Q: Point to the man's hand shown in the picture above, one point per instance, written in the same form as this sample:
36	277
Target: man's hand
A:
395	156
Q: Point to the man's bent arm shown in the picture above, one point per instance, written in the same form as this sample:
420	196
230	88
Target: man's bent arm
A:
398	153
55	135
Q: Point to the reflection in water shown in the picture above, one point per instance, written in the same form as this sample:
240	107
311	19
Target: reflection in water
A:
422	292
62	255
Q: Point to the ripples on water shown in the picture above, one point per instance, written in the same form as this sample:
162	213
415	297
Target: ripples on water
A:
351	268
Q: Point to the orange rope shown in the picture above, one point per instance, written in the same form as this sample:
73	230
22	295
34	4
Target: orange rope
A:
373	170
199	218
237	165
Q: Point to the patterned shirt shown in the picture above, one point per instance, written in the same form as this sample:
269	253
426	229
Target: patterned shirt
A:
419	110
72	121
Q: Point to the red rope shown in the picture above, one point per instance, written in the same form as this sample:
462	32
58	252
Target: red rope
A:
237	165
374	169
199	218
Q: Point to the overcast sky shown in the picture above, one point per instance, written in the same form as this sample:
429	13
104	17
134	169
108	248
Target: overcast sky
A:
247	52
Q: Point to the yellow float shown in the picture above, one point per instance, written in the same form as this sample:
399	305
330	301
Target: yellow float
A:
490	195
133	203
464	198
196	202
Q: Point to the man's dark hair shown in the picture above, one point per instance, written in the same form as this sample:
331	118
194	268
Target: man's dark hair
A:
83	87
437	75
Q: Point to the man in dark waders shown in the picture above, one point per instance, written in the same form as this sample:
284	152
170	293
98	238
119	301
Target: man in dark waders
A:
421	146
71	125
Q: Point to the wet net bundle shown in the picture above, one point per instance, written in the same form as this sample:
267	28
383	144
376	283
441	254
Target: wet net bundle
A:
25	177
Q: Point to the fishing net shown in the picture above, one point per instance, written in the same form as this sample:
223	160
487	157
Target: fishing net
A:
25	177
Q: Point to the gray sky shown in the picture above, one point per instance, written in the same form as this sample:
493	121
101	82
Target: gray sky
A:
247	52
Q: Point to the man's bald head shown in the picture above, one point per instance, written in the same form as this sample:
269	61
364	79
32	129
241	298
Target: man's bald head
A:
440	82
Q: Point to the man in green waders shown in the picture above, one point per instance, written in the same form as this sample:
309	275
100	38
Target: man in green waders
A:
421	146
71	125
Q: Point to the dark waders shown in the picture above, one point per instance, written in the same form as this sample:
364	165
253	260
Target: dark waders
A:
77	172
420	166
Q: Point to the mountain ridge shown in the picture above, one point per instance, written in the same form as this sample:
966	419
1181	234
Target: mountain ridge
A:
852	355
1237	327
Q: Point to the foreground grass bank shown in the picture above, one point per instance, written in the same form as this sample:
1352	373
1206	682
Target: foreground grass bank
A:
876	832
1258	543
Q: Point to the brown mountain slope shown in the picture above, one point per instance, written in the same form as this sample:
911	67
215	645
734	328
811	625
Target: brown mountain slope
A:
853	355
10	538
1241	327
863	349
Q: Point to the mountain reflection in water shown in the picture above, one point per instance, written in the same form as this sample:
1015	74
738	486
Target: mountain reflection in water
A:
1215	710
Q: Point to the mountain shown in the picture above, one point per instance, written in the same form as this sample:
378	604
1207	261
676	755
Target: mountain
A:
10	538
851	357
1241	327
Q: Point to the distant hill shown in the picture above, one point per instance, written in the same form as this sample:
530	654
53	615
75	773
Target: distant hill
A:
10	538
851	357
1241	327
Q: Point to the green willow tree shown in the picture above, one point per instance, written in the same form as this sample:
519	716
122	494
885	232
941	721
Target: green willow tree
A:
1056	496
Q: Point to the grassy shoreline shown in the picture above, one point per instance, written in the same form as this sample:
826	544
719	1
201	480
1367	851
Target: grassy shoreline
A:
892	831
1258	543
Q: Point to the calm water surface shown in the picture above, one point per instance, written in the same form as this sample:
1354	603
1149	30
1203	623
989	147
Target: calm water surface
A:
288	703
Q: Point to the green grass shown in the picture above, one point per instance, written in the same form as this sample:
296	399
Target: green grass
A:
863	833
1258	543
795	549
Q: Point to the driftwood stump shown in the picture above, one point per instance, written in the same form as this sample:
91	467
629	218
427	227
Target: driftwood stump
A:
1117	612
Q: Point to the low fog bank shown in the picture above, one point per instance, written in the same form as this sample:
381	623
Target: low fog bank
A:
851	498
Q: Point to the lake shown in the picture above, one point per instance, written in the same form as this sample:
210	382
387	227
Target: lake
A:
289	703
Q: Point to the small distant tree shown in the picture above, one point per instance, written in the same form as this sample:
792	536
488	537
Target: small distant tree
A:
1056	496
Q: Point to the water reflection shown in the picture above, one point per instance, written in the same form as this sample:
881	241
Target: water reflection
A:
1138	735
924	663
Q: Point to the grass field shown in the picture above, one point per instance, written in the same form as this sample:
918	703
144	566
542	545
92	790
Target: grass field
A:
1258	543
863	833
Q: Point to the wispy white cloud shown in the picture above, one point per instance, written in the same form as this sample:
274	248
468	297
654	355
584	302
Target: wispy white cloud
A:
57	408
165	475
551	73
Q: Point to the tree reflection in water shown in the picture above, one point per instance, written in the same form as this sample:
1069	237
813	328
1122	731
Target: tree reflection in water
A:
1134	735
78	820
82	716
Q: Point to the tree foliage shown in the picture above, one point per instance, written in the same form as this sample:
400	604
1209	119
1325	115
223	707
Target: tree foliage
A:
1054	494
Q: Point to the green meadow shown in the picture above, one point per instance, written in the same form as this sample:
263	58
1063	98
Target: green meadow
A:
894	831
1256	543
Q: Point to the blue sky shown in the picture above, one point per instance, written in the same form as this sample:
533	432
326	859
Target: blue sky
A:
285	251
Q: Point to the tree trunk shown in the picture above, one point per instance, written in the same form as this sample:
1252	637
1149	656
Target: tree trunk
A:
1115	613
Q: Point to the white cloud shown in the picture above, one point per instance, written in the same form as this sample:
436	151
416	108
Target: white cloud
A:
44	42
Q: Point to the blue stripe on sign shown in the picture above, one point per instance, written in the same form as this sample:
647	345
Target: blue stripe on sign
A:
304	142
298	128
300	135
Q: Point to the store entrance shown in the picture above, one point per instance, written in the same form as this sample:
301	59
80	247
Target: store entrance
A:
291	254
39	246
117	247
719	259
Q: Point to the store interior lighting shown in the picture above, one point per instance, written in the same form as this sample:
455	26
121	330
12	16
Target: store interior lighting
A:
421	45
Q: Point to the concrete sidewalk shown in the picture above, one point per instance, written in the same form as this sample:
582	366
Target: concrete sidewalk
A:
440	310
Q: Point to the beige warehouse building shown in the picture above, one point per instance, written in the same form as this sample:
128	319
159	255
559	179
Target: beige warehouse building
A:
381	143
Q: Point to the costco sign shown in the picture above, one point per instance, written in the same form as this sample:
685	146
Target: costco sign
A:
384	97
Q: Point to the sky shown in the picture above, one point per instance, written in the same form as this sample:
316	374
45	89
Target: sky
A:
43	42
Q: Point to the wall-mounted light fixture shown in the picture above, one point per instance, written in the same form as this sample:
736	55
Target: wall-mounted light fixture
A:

※ ※ ※

● **TASK INSTRUCTIONS**
When a line in the data contains the string "field", copy that line.

● **EXERCISE RESPONSE**
Q: Point to the grass field shown in the picture above, one point per instance, written in the same form as this sample:
Target: grass field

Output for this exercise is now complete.